» Exercise details:
Render the lines from the one containing "# trace the outline of every instance of the flag" through the one containing "Outline every instance of the flag.", inclusive, as a Markdown table with the columns Row and Line, leaving out any blank lines.

(Labeled region records)
● ● ● ●

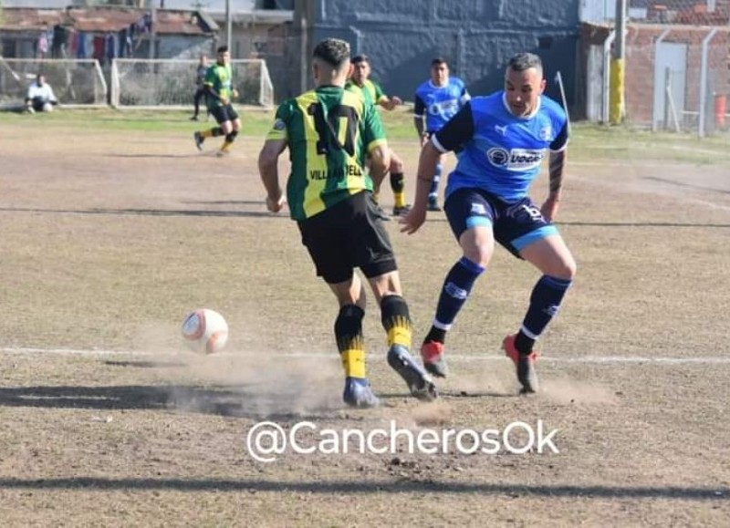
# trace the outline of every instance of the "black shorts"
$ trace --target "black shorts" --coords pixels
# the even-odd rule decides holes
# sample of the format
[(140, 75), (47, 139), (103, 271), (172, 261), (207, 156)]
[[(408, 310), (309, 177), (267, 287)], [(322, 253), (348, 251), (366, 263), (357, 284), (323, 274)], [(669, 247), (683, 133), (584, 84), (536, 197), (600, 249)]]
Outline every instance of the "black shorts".
[(491, 226), (495, 240), (517, 258), (523, 248), (558, 234), (528, 197), (507, 203), (481, 189), (457, 189), (447, 196), (443, 211), (456, 240), (472, 227)]
[(238, 113), (234, 109), (231, 103), (227, 105), (214, 107), (211, 115), (215, 118), (215, 122), (219, 125), (225, 121), (233, 121), (238, 119)]
[(367, 191), (297, 224), (317, 274), (328, 284), (349, 280), (354, 268), (368, 278), (398, 269), (385, 224)]

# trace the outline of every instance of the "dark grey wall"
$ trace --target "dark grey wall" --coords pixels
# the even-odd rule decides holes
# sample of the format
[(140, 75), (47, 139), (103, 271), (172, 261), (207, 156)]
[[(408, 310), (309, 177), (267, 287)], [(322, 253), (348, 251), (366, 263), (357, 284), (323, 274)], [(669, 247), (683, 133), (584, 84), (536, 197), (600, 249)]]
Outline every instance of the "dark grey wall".
[(295, 26), (306, 19), (308, 43), (327, 36), (348, 40), (366, 53), (373, 78), (386, 93), (412, 100), (429, 78), (431, 59), (444, 57), (453, 75), (473, 95), (499, 89), (509, 57), (539, 55), (548, 95), (559, 98), (554, 82), (561, 72), (566, 96), (575, 92), (579, 0), (301, 0)]

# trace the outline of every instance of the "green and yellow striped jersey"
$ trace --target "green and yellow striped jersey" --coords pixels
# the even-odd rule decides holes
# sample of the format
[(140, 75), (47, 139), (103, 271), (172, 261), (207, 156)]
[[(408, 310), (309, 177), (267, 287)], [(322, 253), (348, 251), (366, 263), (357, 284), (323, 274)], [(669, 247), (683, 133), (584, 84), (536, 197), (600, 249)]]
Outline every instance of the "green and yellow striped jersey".
[[(230, 64), (221, 66), (214, 64), (205, 73), (204, 84), (213, 87), (214, 91), (221, 97), (224, 97), (229, 101), (233, 94), (233, 70)], [(221, 102), (214, 98), (207, 98), (208, 109), (213, 109), (221, 106)]]
[(289, 148), (287, 202), (294, 220), (305, 220), (352, 194), (372, 191), (365, 160), (386, 142), (375, 107), (333, 86), (282, 103), (266, 139), (286, 140)]
[(373, 105), (380, 103), (381, 99), (382, 98), (387, 98), (387, 96), (385, 95), (385, 92), (382, 91), (381, 85), (372, 82), (369, 78), (365, 79), (365, 82), (362, 83), (362, 86), (358, 86), (352, 81), (352, 79), (349, 79), (345, 85), (345, 88), (355, 93), (361, 93), (362, 97), (365, 98), (365, 100), (370, 101)]

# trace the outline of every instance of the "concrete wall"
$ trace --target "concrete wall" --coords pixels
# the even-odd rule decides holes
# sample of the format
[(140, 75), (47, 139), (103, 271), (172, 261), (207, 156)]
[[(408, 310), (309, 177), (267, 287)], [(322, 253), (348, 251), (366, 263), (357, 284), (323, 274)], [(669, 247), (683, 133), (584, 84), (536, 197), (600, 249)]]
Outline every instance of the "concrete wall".
[[(372, 60), (373, 78), (385, 91), (412, 100), (429, 77), (431, 59), (444, 57), (452, 74), (472, 94), (499, 89), (504, 67), (519, 51), (539, 55), (548, 95), (559, 98), (558, 70), (572, 103), (579, 36), (579, 0), (302, 0), (295, 26), (307, 42), (327, 36), (348, 40), (354, 53)], [(279, 90), (280, 91), (280, 90)]]

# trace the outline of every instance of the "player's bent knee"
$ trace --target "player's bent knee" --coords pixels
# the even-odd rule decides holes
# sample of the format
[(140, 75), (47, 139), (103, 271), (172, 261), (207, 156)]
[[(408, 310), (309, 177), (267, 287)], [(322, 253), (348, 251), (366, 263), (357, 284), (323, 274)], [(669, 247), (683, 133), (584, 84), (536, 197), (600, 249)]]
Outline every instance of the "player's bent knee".
[(352, 338), (362, 332), (362, 317), (365, 311), (355, 305), (346, 305), (339, 309), (335, 320), (335, 336), (338, 338)]
[(558, 279), (572, 281), (576, 276), (578, 264), (573, 259), (573, 255), (568, 254), (568, 255), (563, 255), (563, 258), (561, 258), (559, 262), (555, 263), (551, 268), (550, 273), (548, 274)]

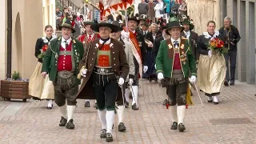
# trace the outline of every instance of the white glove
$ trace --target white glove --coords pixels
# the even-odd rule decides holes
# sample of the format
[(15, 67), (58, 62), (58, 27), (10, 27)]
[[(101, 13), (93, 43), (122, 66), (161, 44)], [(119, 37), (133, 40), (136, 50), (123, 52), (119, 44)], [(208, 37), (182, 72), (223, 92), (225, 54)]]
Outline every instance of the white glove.
[(153, 47), (153, 43), (151, 42), (149, 42), (149, 44), (147, 45), (148, 47)]
[(158, 78), (161, 81), (162, 79), (163, 79), (163, 74), (162, 73), (158, 73)]
[(212, 53), (213, 53), (212, 50), (209, 50), (209, 51), (208, 51), (208, 57), (209, 57), (209, 58), (211, 58)]
[(125, 82), (125, 80), (122, 78), (119, 78), (118, 85), (122, 86), (124, 82)]
[(87, 73), (87, 69), (82, 69), (82, 70), (81, 70), (81, 75), (82, 76), (82, 77), (86, 77), (86, 73)]
[(121, 32), (121, 34), (122, 34), (122, 39), (124, 39), (124, 38), (130, 38), (130, 32), (129, 32), (129, 31), (128, 31), (128, 32), (126, 32), (125, 30), (122, 30), (122, 31)]
[(143, 72), (146, 73), (148, 69), (149, 69), (149, 67), (147, 66), (143, 66)]
[(41, 73), (41, 75), (42, 76), (42, 78), (46, 78), (46, 75), (47, 75), (47, 72), (42, 72)]
[(191, 78), (190, 78), (190, 82), (195, 82), (195, 80), (197, 80), (197, 78), (194, 75), (192, 75)]
[(134, 83), (133, 78), (129, 78), (129, 85), (131, 86)]

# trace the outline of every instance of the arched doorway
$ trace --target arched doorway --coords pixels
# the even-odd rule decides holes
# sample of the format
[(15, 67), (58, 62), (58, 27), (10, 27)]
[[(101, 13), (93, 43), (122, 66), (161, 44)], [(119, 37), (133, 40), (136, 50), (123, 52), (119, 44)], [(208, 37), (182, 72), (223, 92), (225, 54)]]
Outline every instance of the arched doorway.
[[(19, 71), (22, 74), (22, 64), (23, 64), (23, 58), (22, 58), (22, 26), (21, 26), (21, 19), (19, 13), (17, 14), (16, 21), (15, 21), (15, 49), (16, 51), (14, 58), (16, 62), (14, 66), (16, 66), (16, 70)], [(15, 69), (14, 69), (14, 70)]]

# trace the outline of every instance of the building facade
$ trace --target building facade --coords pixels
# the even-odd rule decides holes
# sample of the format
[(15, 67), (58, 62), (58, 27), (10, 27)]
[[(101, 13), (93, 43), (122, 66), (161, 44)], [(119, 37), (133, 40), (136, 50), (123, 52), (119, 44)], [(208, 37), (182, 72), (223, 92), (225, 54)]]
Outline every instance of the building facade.
[[(55, 26), (54, 0), (12, 0), (12, 71), (19, 71), (22, 78), (30, 78), (37, 64), (34, 46), (43, 36), (46, 25)], [(0, 1), (0, 79), (6, 78), (7, 67), (7, 0)]]
[(240, 82), (255, 84), (255, 6), (256, 0), (187, 0), (188, 14), (194, 20), (195, 31), (202, 34), (206, 23), (215, 21), (216, 30), (223, 26), (226, 16), (240, 33), (238, 44), (236, 78)]

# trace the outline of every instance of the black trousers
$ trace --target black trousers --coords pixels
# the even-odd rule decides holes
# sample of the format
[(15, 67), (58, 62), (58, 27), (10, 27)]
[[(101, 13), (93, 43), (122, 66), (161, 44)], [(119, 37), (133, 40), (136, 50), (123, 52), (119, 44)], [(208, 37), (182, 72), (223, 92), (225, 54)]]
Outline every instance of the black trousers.
[(226, 66), (226, 81), (234, 82), (235, 65), (237, 63), (237, 52), (229, 51), (224, 54)]
[(166, 78), (166, 94), (170, 98), (170, 106), (185, 106), (186, 104), (186, 94), (188, 87), (188, 78)]
[(78, 85), (76, 77), (71, 76), (69, 78), (57, 77), (54, 86), (54, 101), (58, 106), (66, 104), (75, 106), (77, 104), (76, 96), (78, 92)]
[(93, 73), (93, 80), (98, 110), (114, 110), (118, 90), (116, 75)]

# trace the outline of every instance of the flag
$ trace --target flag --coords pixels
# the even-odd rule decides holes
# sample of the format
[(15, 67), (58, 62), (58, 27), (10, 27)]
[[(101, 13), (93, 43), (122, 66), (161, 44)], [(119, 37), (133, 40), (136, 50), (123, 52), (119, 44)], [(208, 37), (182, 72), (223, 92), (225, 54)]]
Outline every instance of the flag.
[(111, 13), (127, 9), (133, 5), (134, 2), (134, 0), (100, 0), (99, 10), (101, 12), (101, 19), (102, 19), (102, 17), (111, 14)]

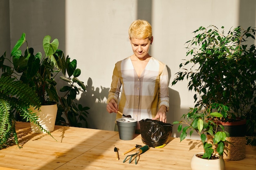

● ● ● ●

» Result:
| Row | Line |
|---|---|
| 1 | # trace the outline of every instance of the flag |
| 2 | $ trace --target flag --coords pixels |
| 3 | # the even-odd rule decides holes |
| 4 | # sample of the format |
| 5 | [(15, 67), (58, 62), (58, 27), (10, 27)] |
| 6 | [[(101, 13), (93, 43), (122, 66), (161, 44)], [(119, 37), (133, 40), (136, 50), (123, 52), (119, 44)], [(208, 37), (182, 72), (223, 92), (225, 54)]] |
| 7 | Outline every instance of the flag. |